▸ REQUIREMENT 1
Count how many lines in the entries below contain the word "tree", and reply with that number only.

-- start TEXT EXTRACT --

By Upstate Institute on January 30, 2017

Elizabeth Marlowe, Associate Professor of Art and Art History, has been named the Gretchen Hoadley Burke ’81 Endowed Chair in Regional Studies, for one year, beginning July 1, 2017.

Elizabeth Marlowe holds a PhD in Art History from Columbia University. At Colgate she teaches courses on Roman Art and Medieval Art History and on Museum Studies. Her research and publications on classical art offer new readings of key monuments from late antique Rome. Early in her career Liz’s article “Framing the Sun: The Arch of Constantine and the Appropriation of the Roman Cityscape” earned her the College Art Association’s Arthur Kingsley Porter prize for the best article by an emerging scholar in the history of art and architecture, and since then she has published widely in a range of prestigious journals. Her recent work has focused on ancient art historiography’s largely uncritical reliance upon a small canon of archaeologically undocumented artworks. Shaky Ground: Context, Connoisseurship and the History of Roman Art(2013) calls for greater epistemological consciousness in the writing of Roman art history. The book advocates shifting the focus of the field away from long-famous artworks in museum collections (many of which have been heavily restored to live up to modern aesthetic ideals; others may even be forgeries) to more recently-discovered works whose archaeological contexts are better documented. At Colgate Liz was instrumental in creating the new Museum Studies minor, which she directs.  Her current teaching and research explore issues central to Museum Studies through a close examination of a range of important museums in New York’s Upstate region.

-- end TEXT EXTRACT --
-- start LISTED ENTRIES --

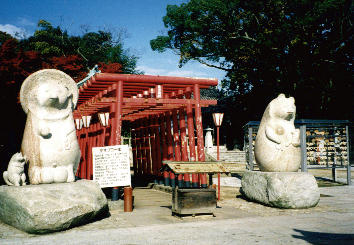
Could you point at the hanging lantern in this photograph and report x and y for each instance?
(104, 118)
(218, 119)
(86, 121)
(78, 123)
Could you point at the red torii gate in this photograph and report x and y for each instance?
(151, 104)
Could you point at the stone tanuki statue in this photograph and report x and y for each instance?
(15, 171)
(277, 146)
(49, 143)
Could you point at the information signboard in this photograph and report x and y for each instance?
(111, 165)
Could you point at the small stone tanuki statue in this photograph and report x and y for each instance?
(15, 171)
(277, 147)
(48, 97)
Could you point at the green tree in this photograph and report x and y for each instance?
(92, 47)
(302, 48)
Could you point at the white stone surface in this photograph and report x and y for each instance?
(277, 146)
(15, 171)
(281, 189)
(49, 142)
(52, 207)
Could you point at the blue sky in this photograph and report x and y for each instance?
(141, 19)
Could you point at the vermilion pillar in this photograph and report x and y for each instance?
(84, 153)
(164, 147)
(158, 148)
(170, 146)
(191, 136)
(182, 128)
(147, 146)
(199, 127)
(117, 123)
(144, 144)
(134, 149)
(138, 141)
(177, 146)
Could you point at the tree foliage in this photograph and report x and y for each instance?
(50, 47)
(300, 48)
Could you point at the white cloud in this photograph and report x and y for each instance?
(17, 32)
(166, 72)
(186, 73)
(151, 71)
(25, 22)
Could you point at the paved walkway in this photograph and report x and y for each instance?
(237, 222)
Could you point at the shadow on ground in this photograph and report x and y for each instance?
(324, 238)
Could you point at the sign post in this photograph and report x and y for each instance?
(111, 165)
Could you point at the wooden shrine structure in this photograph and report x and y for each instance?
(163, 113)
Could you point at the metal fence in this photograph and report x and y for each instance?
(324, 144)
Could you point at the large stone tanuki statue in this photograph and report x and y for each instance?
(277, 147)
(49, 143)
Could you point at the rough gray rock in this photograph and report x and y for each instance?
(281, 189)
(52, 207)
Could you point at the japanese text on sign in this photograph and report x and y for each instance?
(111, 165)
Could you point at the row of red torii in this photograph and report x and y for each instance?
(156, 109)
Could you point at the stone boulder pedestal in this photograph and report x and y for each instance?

-- end LISTED ENTRIES --

▸ REQUIREMENT 2
From the faculty announcement above, copy everything from "By Upstate Institute" down to "beginning July 1, 2017.".

▸ COMPLETE OUTPUT 1
2

▸ COMPLETE OUTPUT 2
By Upstate Institute on January 30, 2017

Elizabeth Marlowe, Associate Professor of Art and Art History, has been named the Gretchen Hoadley Burke ’81 Endowed Chair in Regional Studies, for one year, beginning July 1, 2017.